Поэтому мы предпочитаем говорить: сельскохозяйственный рабочий, промышленный рабочий и так далее потребляют меньше, чем производят, — потому что они вынуждены продавать большую часть продуктов своего труда и довольствоваться лишь малой их достью.

Заметим также, что если в качестве отправной точки нашей политической экономии взять потребности индивида, мы неизбежно придем к коммунизму — к такой организации, которая позволяет удовлетворить все потребности наиболее полным и экономичным способом. Если же мы исходим из нашего нынешнего способа производства и стремимся к наживе и прибавочной стоимости, не задаваясь вопросом о том, соответствует ли наше производство удовлетворению потребностей, мы неизбежно приходим к капитализму или в крайнем случае к коллективизму — причем оба они суть лишь две разные формы существующей системы наемного труда.

_____

# ЧТО ТРЕБУЕТСЯ
К чему, согласно выбранному тексту, неизбежно придет политическая экономия, если взять за отправную точку потребности индивида? Материал для ответа не понадобится.

# СТРОКИ ДАННЫХ
_____

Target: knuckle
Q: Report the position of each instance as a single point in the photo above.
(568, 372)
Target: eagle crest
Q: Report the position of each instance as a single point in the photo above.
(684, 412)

_____

# РЕЗУЛЬТАТ
К коммунизму, то есть к организации, которая позволяет удовлетворить все потребности наиболее полным и экономичным способом.